# WORK ITEM
Your answer must be an exact transcription of the data, with every picture omitted.

# EXERCISE DATA
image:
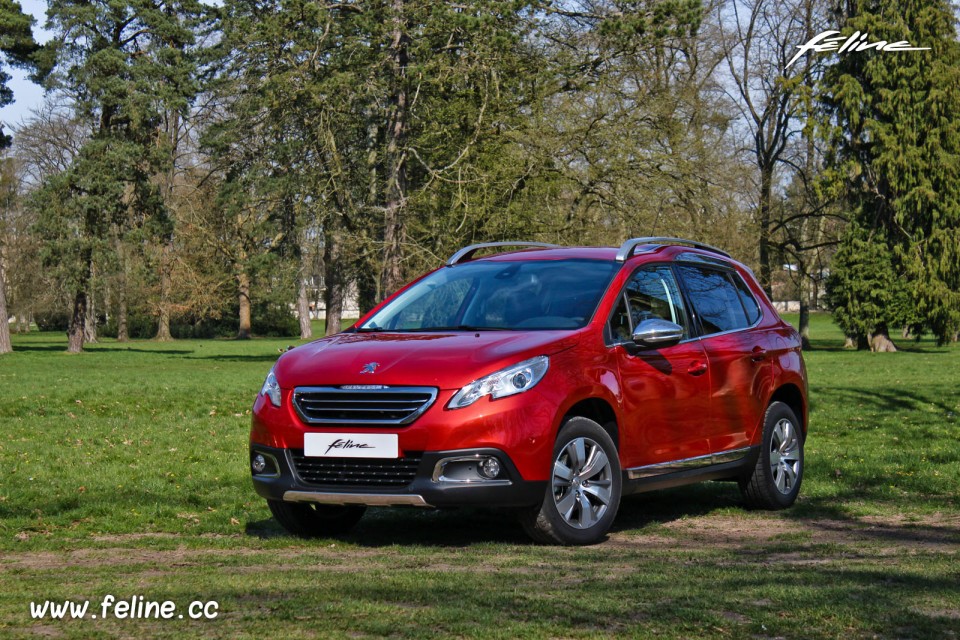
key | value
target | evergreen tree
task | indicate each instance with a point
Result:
(124, 64)
(895, 139)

# OUTPUT BELOW
image:
key | value
target | evergreen tree
task | indicate each instance with a point
Result:
(124, 64)
(895, 139)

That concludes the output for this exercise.